A type of cat/dog-like monster. They are all named Temmie (except for Bob).


  • Abnormal Allergy: Their only "attack" is that they trigger the player character's allergies when they try to cuddle. That's reasonable. Where it gets ridiculous is when you speak to one of them in the Temmie village, and she admits that she's also allergic to Temmies... including herself. She breaks out in hives immediately after saying that.
  • Author Avatar: Of the game's primary artist, Temmie Chang. In the credits, while most characters are listed as being created by someone, Temmie is credited as being Temmie (the artist) as opposed to being made by her.
  • Berserk Button: She seems to dislike muscles and flexing, to the point she would leave the battle if these are brought up.
  • Bizarre Taste in Food: Temmies love Temmie Flakes, which are just torn-up pieces of colored construction paper.
  • Broke the Rating Scale: After a patch in January 2016, using CHECK on Temmie will state her ATK and DEF are "Tem outta Tem."
  • Catchphrase: "hOI!! i'm temmie"
  • Cloud Cuckoolander: Easily some of the strangest monsters in the game. Their faces seem to be completely separate from their bodies, allowing them to move around the front of their head freely and even completely separate if you wait long enough when you're in battle with one of them and if you pay the Temmie Shopkeeper's college fee, she leaves her face behind while the rest of her moves offscreen.
  • Creator Cameo: Temmie is one of the artists who contributed to the game.
  • Cute Critters Act Childlike: They're Cloud Cuckoolanders of the highest degree, think humans are adorable and constantly try to pet them, and don't seem to understand the concept of money, the fact that you can't hatch a hard-boiled egg, or how to keep their faces from jittering away from their bodies.

Data block:
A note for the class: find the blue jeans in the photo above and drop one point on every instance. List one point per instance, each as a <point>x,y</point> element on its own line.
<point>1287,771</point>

Requirement: Using the Temmie text, explain in one to three sentences why the allergy entry calls the talk with a Temmie in the Temmie village ridiculous.

Task output: In the village, one Temmie admits that she is allergic to Temmies, including herself. Right after saying so, she breaks out in hives. Only her allergy "attack" on the player character is called reasonable.